- [Prompt 1] Please edit the listing lines between the one holding "woman with wavy" and the one holding "[255,40,356,122]", inclusive, so that "desk surface" becomes "table surface" and nothing else changes. Return only those lines.
══ Document ══
Wednesday, February 7, 2018

The Trump Cult

Conservatives and the Cult of Trump

By 
A young boy holds a cutout of President-elect Donald Trump prior to Trump taking the stage in Grand Rapids, Michigan. Photo: Drew Angerer/Getty Images
Before joining the administration, current White House deputy press secretary Raj Shah called Donald Trump “deplorable” and described the leaking of audio of him boasting of sexual assault “some justice,” Olivia Nuzzi reports. Shah is far from alone. Not long ago, a reportsurfaced that Environmental Protection Agency administrator Scott Pruitt warned that, if elected, Trump would take “unapologetic steps to use executive power to confront Congress in a way that is truly unconstitutional,” and in another interview, called him “a very blunt instrument as the voice of the Constitution.”
What should we make of the fact that these men who voiced such fundamental opposition to Trump’s political character have since become his loyal servants? The easy reaction is to brand them hypocrites who have traded their beliefs for career advancement. But that is probably unfair. The truth is that most conservatives who have swallowed their doubts and come to support Trump are working to advance their truest and deepest beliefs about the public good.
As the insider tip-sheet Politico Playbook notes, the two-faced behavior of a Shah or a Pruitt is actually quite typical among the Republican elite: “[M]ost people in and around politics know that many of the people who work for Trump have dogged him even worse than this. Spend a day on Capitol Hill and you’ll hear Republican elected officials who publicly say they adore Trump spit unthinkable invective off the record.” The personal contempt Republican professionals developed for Trump during the campaign has never abated. The presidency has probably intensified it, as Trump’s lazy, erratic persona has been on display to a much wider array of figures than it was during the campaign.
And yet, somewhat paradoxically, the alliance between Trump and his party also stands at a current apex. Senator Orrin Hatch declared in December, “We’re going to make this the greatest presidency that we’ve seen, not only in generations, but maybe ever.” (Trump upgraded this extraordinary praise to a flat statement that Trump had already attained greatest-ever status, forcing Hatch to gently note that Trump had not quite yet achieved this level, a mere quarter of the way through his first term.) The overall assessment that Trump has achieved greatness is a matter of general consensus within the party, and Republicans now find themselves grasping for superlatives to describe it. At a meeting of the Republican National Committee earlier this month, at least one member went so far as to suggest Trump has surpassed their most sacred icon: “Reagan was my all-time favorite in my lifetime,” said Iowa Republican National Committeeman Steve Scheffler. “At least until now.” After the State of the Union address, Washington Times columnist Charles Hurt concluded, “President Trump has officially transformed himself from merely a great American president into a historic world leader keeping lit the torch of freedom for all people around the world.”
═══
- [Prompt 2] Based on the article, decide whether each statement agrees with it: (a) Raj Shah called Trump "deplorable" before joining the administration; (b) Orrin Hatch said Trump had already become the greatest president ever; (c) the contempt Republican professionals felt for Trump during the campaign has since faded. For each, answer yes or no and quote the deciding words.
══ Material provided ══
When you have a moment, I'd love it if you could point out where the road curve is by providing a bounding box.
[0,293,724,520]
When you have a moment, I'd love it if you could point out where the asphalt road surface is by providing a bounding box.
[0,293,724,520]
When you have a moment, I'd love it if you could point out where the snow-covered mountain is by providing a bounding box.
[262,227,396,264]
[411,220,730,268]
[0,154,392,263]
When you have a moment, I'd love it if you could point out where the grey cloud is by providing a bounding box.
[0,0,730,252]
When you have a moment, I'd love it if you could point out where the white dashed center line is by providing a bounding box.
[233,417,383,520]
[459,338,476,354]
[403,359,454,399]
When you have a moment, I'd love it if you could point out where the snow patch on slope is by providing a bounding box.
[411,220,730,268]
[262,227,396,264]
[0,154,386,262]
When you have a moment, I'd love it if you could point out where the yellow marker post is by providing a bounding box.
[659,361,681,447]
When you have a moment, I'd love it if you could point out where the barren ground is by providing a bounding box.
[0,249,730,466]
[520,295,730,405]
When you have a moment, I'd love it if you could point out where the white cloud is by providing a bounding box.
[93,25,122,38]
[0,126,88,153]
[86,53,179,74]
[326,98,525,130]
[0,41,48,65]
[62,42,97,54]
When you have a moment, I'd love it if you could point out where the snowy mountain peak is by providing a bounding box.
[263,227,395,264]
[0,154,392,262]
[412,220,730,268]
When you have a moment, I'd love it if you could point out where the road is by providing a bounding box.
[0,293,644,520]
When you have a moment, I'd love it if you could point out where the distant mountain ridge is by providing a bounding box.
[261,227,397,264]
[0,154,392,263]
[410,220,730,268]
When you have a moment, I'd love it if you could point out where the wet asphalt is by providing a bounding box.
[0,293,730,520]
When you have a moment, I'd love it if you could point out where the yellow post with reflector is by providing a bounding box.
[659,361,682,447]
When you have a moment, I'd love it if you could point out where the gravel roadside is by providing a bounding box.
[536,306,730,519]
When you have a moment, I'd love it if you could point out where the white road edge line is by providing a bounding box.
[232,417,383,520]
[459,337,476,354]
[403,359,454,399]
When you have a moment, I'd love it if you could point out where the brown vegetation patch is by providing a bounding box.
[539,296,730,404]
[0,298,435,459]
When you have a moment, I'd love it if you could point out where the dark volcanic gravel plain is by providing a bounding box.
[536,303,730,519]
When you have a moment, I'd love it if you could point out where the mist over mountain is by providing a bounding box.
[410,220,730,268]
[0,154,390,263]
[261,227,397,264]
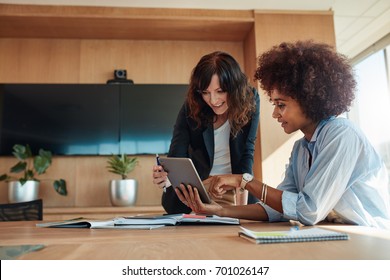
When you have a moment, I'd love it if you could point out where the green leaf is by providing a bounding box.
[107,154,138,179]
[34,154,51,174]
[53,179,68,195]
[12,144,32,160]
[10,161,27,173]
[0,174,10,181]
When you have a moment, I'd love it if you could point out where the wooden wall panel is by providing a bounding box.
[0,5,335,207]
[0,38,244,84]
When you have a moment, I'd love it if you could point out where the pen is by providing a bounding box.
[156,154,167,192]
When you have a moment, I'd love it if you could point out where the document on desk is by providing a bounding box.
[115,214,240,226]
[36,217,164,229]
[238,227,349,244]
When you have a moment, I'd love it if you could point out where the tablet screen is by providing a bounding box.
[160,157,210,203]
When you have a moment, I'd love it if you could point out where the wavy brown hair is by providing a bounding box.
[186,51,256,136]
[255,41,356,122]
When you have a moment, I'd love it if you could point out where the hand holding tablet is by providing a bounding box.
[159,157,211,203]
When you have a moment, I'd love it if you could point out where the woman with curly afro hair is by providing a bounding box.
[177,41,390,229]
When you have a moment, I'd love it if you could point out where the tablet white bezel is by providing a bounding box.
[160,157,211,203]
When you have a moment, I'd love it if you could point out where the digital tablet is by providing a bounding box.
[160,157,211,203]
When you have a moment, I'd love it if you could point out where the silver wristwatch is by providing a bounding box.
[240,173,253,192]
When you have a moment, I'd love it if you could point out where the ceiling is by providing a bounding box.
[0,0,390,58]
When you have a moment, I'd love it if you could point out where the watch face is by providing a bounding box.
[243,173,253,182]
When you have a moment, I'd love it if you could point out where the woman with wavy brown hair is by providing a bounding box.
[153,51,260,213]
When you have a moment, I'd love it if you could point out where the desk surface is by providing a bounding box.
[0,221,390,260]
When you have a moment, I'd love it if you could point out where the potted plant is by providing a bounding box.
[107,154,138,206]
[0,144,68,203]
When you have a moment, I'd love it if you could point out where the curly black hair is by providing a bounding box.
[255,40,356,122]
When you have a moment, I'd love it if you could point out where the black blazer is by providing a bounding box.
[161,88,260,214]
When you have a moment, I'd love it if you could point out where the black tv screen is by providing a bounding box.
[0,84,188,155]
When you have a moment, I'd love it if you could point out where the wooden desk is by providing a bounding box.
[0,221,390,260]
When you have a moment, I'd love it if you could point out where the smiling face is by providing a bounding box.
[202,74,229,116]
[270,90,317,140]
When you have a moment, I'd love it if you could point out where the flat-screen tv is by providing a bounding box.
[0,84,188,155]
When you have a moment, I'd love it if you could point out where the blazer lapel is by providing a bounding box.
[203,126,214,166]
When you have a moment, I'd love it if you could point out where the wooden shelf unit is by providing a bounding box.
[0,4,254,41]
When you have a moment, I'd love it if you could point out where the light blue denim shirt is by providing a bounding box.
[261,117,390,229]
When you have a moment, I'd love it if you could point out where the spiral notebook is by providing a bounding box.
[238,227,349,244]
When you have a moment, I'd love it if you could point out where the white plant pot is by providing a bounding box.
[8,180,39,203]
[109,179,138,206]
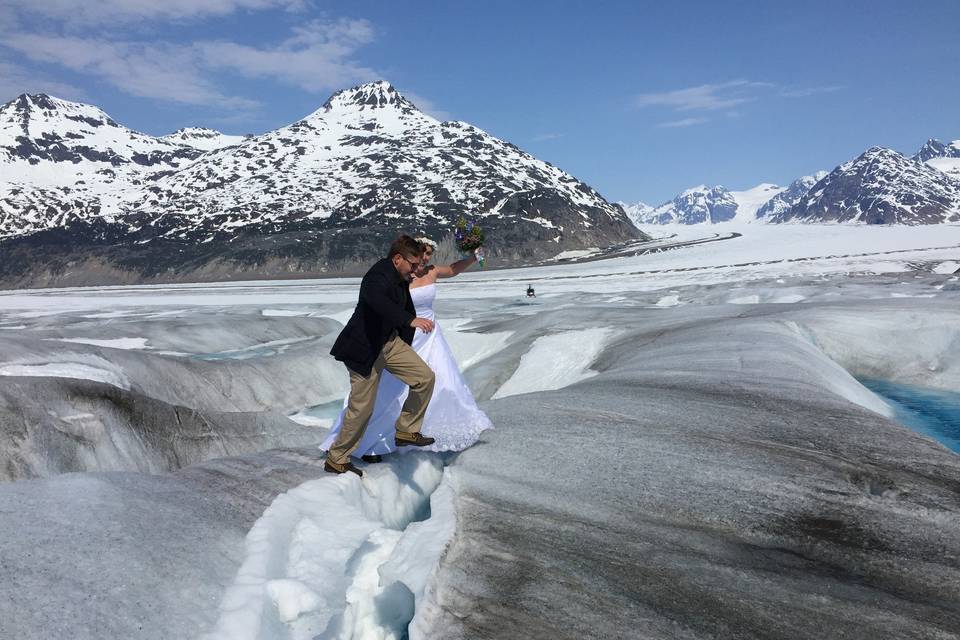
═══
- [Expected answer 1]
When you have a moment, I'd love it if you could point out where the woman with wavy brown hair is by providing a bounding box.
[153,51,260,213]
When you have a moment, I'd love it if you could point out where the table surface is by providing a bounding box.
[0,221,390,260]
When you have a moment, I'd love it if you could point out where the potted plant is by providing a bounding box.
[107,154,138,206]
[0,144,68,203]
When you have a moment, I'd love it if you could point out where the curly black hair is by providing a bounding box.
[255,40,356,122]

- [Expected answer 2]
(a) Yes: "Before joining the administration, current White House deputy press secretary Raj Shah called Donald Trump “deplorable”"
(b) No: "forcing Hatch to gently note that Trump had not quite yet achieved this level"
(c) No: "The personal contempt Republican professionals developed for Trump during the campaign has never abated."